What to work on
What is needed is an exact repeat of the entries, with no pictures in it.

Records shown
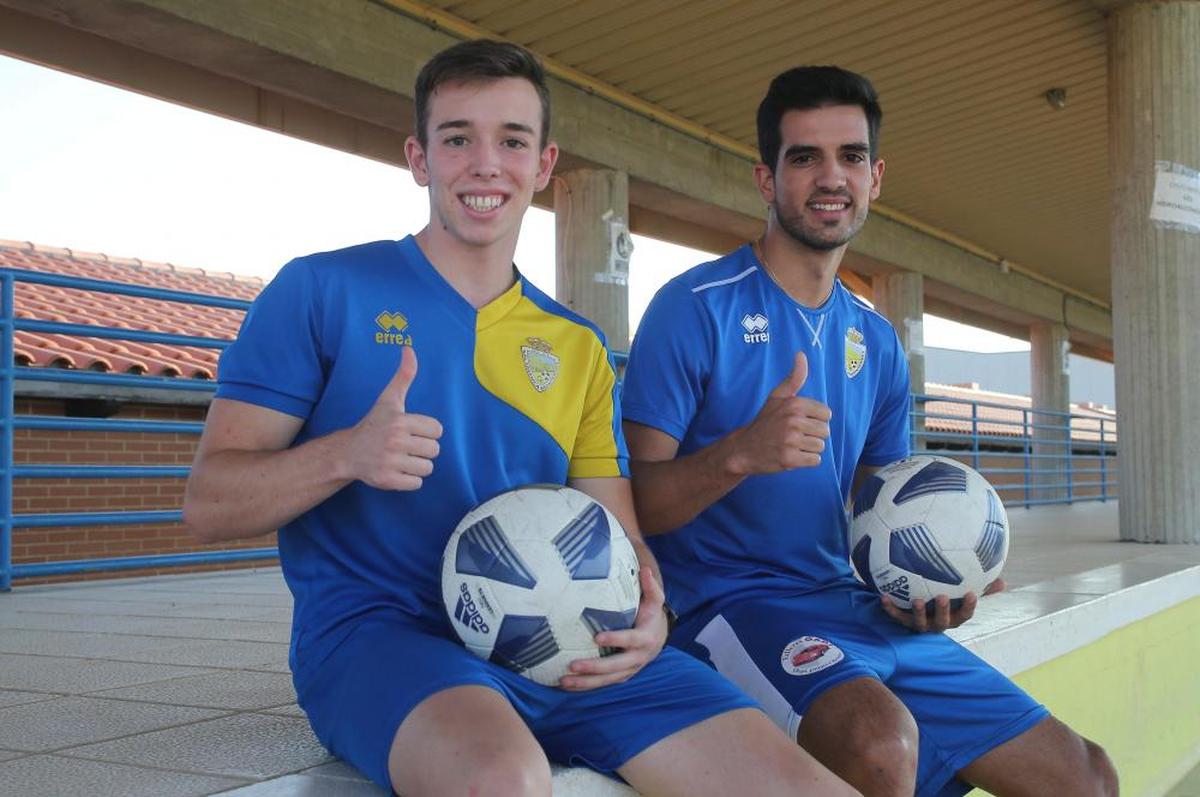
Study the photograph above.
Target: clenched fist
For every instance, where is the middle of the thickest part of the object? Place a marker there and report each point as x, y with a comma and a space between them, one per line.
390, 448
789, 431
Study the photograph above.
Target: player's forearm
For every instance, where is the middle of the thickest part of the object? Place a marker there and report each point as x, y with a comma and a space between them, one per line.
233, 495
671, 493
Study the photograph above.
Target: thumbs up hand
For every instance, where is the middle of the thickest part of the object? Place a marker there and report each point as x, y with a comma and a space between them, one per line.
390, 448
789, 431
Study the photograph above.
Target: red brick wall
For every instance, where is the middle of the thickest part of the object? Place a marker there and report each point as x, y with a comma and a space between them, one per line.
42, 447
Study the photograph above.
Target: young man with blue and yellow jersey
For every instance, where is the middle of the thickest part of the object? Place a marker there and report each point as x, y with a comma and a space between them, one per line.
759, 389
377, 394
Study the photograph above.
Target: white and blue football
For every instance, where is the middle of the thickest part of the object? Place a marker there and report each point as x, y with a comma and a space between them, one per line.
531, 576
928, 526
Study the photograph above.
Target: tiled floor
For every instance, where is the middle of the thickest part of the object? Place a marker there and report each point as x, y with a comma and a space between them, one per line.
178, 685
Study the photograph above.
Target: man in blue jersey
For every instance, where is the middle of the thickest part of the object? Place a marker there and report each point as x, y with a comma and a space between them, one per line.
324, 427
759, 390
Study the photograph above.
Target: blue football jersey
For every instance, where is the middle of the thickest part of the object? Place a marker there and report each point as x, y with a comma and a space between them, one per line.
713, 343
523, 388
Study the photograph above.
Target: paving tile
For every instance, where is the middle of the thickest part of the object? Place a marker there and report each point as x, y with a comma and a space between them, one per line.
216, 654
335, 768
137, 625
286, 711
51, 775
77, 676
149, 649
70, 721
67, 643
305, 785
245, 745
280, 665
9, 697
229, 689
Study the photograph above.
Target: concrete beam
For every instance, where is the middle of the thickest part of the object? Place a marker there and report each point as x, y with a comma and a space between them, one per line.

Expected answer
Study the photograph above.
Target: clenched fist
For every instance, where is the middle of the thickest part of the object? Place a marker there and report each point as x, y with a comma and a space between them, one per line.
390, 448
789, 431
Study the photograph above.
Target: player's forearm
For every instance, where is the middle of the thickest part of the object? Place a marker there and report each point as x, y with a comma and a space between them, one per line.
233, 495
671, 493
Study the photograph above.
Target: thumbs up hand
For every instance, where is the middle of the thickest part of the object? Place a marker there and report each point as x, y with a comma and a space between them, one per line.
390, 448
789, 431
Study the photograph above.
Target: red brick wall
For every instance, where is the middle of the thickest part of the object? Place a marker there and report each point as x, y with a comma and a space between them, one per line.
42, 447
Study the photograph above.
Target: young man with blue and yellow jersey
For every instance, where is the middle of the thickest part of the object? Place a marker there and report each point as x, y with a comma and a space between them, one per line.
759, 389
377, 394
Study the photograph above.
Target: white and blue football
For every instance, where is the middle of the thickest part of the object? Place a marker there and report each point as x, y with a comma and a space between them, one per line.
531, 576
928, 526
Study the photograph above.
Target: tiled floor
For every instance, where is the middle of the thickest part of the object? Place a marker there and report each point as x, y with a comma and a space between them, one per line.
178, 685
Study the photograph above.
Target: man in blue jersey
For every instance, where is the middle of the thickest part of the object? Place a marker there and report each point as x, y with a comma and a space between them, one per line.
324, 427
759, 390
Study the photograph above.
Target: blue football jersey
For every instance, where is the middle of the thickest part of the object? Place a marker there and report each point as x, y with a comma and a space between them, one per line.
713, 343
523, 388
Study the photograph above.
Target: paving tile
For every instance, where is the middle of the thickest part of the object? Place a marker there and report each point as x, y with a comma and a space between them, one per line.
216, 654
335, 768
137, 625
286, 711
51, 775
77, 676
149, 649
70, 721
67, 643
305, 785
245, 745
280, 665
9, 697
229, 689
Study the photograph above.
Target: concrete beam
For every instance, where is the middle of the thickest part of the object? Place a marker there and report each point as x, y with a comma and a space between them, one per line.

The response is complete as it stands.